What is asked
Reproduce each of the following entries verbatim, line by line, without any alteration.

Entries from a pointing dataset
— Start —
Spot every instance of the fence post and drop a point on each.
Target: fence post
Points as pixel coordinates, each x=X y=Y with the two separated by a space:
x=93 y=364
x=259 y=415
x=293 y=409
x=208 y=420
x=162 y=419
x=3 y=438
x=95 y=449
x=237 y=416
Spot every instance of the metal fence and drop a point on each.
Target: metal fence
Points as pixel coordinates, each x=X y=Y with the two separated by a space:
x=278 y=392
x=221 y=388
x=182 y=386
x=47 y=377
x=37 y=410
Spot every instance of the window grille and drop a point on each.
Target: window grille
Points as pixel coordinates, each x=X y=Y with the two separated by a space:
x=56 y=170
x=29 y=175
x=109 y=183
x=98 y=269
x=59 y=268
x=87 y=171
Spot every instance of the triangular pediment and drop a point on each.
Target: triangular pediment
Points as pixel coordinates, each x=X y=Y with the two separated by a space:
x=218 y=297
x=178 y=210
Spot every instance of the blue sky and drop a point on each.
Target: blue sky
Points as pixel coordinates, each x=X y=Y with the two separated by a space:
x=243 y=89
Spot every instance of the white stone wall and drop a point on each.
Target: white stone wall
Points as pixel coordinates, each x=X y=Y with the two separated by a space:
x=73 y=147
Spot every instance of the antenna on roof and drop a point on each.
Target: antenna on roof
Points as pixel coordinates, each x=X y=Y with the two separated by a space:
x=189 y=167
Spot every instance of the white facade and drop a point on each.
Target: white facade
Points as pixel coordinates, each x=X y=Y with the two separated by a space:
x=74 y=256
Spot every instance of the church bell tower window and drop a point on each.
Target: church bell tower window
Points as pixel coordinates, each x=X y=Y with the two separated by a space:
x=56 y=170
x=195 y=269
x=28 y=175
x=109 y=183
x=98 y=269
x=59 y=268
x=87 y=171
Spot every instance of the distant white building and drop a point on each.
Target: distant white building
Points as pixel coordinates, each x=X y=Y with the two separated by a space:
— End —
Finished answer
Spot every instance of the fence post and drop a point on each.
Target: fence post
Points as pixel coordinates, each x=X y=Y with the two separated by a space:
x=93 y=364
x=259 y=415
x=293 y=409
x=208 y=420
x=162 y=419
x=3 y=438
x=95 y=449
x=237 y=416
Spot every instance of the metal fence and drop a point on each.
Target: metal fence
Points as pixel coordinates, each x=X y=Y with the two separated by a space:
x=278 y=392
x=221 y=388
x=182 y=386
x=47 y=377
x=37 y=410
Spot every instance of the window grille and drop a point on each.
Target: window grille
Points as pixel coordinates, each x=X y=Y with the two separated by a space:
x=56 y=170
x=29 y=175
x=109 y=183
x=98 y=269
x=59 y=268
x=87 y=171
Spot every instance of the triangular pediment and drop a point on each.
Target: triangular pediment
Points as pixel coordinates, each x=X y=Y with the two separated by a space:
x=218 y=297
x=178 y=210
Spot every instance of the blue sky and drop a point on each.
Target: blue sky
Points as pixel coordinates, each x=X y=Y with the two separated by a space:
x=243 y=89
Spot every instance of the white stone wall and drop a point on each.
Target: white stone wall
Points as pixel coordinates, each x=X y=Y with the two separated by a space:
x=73 y=147
Spot every instance of the antenna on roof and drop a point on each.
Target: antenna on roof
Points as pixel coordinates, each x=X y=Y with the two separated by a space:
x=189 y=167
Spot every instance of the white facade and drop a point on each.
Target: white facade
Points as pixel coordinates, each x=X y=Y with the two separated by a space:
x=74 y=256
Spot every instance of the church bell tower window and drop a point on each.
Target: church bell tower window
Points as pixel coordinates, each x=X y=Y with the two separated by a space:
x=56 y=170
x=195 y=269
x=28 y=175
x=109 y=183
x=98 y=269
x=59 y=268
x=87 y=171
Spot every instance of the distant white building and drop a point on each.
Target: distant white building
Points as pixel coordinates, each x=X y=Y with the two separated by a space:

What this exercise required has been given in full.